Exercise materials below:

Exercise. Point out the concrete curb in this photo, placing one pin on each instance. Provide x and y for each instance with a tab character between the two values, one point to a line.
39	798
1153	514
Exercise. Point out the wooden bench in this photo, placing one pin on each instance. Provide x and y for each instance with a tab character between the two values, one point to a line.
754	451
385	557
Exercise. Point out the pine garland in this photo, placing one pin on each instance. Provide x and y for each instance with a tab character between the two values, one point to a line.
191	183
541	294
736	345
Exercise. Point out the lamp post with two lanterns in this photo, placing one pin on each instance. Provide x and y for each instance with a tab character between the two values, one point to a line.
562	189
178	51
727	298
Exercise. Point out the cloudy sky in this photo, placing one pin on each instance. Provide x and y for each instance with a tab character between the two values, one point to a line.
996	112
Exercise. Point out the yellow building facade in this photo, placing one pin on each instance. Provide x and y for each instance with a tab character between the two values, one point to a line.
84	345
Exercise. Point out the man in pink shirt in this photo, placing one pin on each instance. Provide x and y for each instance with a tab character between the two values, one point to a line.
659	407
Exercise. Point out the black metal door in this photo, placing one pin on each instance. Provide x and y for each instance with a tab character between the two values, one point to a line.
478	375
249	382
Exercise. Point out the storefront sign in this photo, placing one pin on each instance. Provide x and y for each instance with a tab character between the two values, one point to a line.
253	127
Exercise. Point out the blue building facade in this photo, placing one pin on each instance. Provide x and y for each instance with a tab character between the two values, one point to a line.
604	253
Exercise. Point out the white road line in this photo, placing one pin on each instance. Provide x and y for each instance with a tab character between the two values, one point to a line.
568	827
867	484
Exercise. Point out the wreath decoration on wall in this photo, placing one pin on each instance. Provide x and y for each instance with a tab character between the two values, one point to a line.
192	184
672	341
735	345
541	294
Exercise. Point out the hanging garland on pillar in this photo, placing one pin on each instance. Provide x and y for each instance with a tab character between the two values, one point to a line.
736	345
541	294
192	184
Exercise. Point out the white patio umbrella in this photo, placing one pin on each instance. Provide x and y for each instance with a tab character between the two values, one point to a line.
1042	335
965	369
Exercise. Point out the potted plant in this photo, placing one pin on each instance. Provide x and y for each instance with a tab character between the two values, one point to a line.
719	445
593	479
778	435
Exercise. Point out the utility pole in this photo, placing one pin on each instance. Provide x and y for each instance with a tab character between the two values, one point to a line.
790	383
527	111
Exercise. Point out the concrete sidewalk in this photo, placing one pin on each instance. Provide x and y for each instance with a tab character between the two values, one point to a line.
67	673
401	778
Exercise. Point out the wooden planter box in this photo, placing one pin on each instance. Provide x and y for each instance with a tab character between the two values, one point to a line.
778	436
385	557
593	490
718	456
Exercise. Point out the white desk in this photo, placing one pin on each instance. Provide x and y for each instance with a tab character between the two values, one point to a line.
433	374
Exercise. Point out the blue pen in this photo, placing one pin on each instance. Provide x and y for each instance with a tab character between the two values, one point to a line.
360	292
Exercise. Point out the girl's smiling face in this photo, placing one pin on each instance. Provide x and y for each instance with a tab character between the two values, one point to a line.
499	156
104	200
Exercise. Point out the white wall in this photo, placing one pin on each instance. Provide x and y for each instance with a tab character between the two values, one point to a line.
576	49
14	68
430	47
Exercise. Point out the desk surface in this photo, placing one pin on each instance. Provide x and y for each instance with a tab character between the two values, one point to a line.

End of Exercise materials.

## What you should do
An exact copy of every record is required.

## Response area
Exercise. Point out the concrete curb in this photo, placing one pin on each instance. Provide x and y for each instance with a tab character between the two values, one point to a line.
39	798
1153	514
Exercise. Point out the wooden bench in this photo, placing one pin on each instance. Provide x and y for each instance with a tab character between the two values, one point to a line.
754	451
385	557
Exercise. Point out the pine garland in this photo, placing one pin on each instance. Provide x and y for each instance with a tab character between the two values, one point to a line.
191	183
541	294
736	345
Exercise. Point out the lamp post with two lanterns in this photo, placing one pin on each instance. Provide x and y for each instance with a tab character between the two values, one point to a line.
562	189
178	51
727	298
Exercise. Point out the cloudy sky in this photo, placing one pin on each instance. Provide x and y for each instance with a tab character between the two values, one point to a line.
996	112
Exercise. Point out the yellow building facade in this photo, placing one pin on each instance. Provide x and y for each instance with a tab character between the two values, one point to a line.
84	345
Exercise. Point out the man in pink shirt in this photo, placing one pin on each instance. Provide x and y for each instance with a tab character between the two values, one point to a line.
659	407
Exercise. Point out the black metal door in this photo, placing one pin on each instance. Provide x and y for each instance with a tab character between the two values, one point to a line.
478	375
249	382
Exercise. Point out the storefront sign in this photo, placing one pin on each instance. Provide x and y for each instance with a tab character between the two values, one point to a line.
253	127
Exercise. Point out the blue building facade in this photo, placing one pin on each instance. Provide x and y for each instance with a tab character between the two values, one point to a line.
604	253
Exercise. Point out the white road line in this photo, placing one pin on each instance. Provide x and y for each instance with a tab character between the two values, one point to a line.
568	827
867	484
Exercise. Point out the wreath decoration on wall in this photo, placing one pin on each instance. Provide x and y for each instance with a tab character between the two values, one point to a line.
192	184
672	341
735	345
541	294
Exercise. Point out the hanging garland on pillar in this photo, placing one pin on each instance. Provide x and y for each instance with a tab character between the two values, one point to a line.
736	345
541	294
192	184
Exercise. Point out the white patio umbrella in this photo, placing one pin on each instance. Provide x and y for each instance with a tab character between the two values, one point to a line.
1042	335
965	369
Exercise. Point out the potted plant in this photo, placing one pin on each instance. Provide x and y for each instance with a tab character between the two values, one point to a line.
719	445
593	479
778	435
Exercise. Point out the utility pole in this photo, placing one pin on each instance. Provide x and y for each instance with a tab character between the two values, one point to a line.
790	383
527	111
Exercise. Point out the concrete sidewalk in this photo, placing one pin on each instance. Provide x and y for each instance with a tab character between the two values, one point to a line.
67	673
401	778
Exercise. Point out the wooden planter box in this photo, placing one pin on each instance. Provide x and y for each instance with a tab character between the two values, one point to a line.
778	436
385	557
593	490
718	456
Exercise. Point out the white desk in this photo, placing one pin on each instance. Provide x and y for each instance with a tab character between the two values, one point to a line.
433	374
Exercise. Point out the blue pen in this photo, placing one pin on each instance. Provide x and y for each instance with a tab character between the two values, one point to a line.
360	292
Exercise. Point out the girl's smiling face in this photo, placing one pin on each instance. Provide x and y for each instance with a tab character between the two values, one point to a line.
499	156
104	200
Exercise. Point out the white wall in this photo, placing one pin on each instance. Provide x and y for each instance with a tab character between the two values, one point to a line.
576	49
14	68
430	47
Exercise. Point out the desk surface in this photo, placing one pin on each instance. Provide x and y for each instance with a tab character between the two values, one point to a line.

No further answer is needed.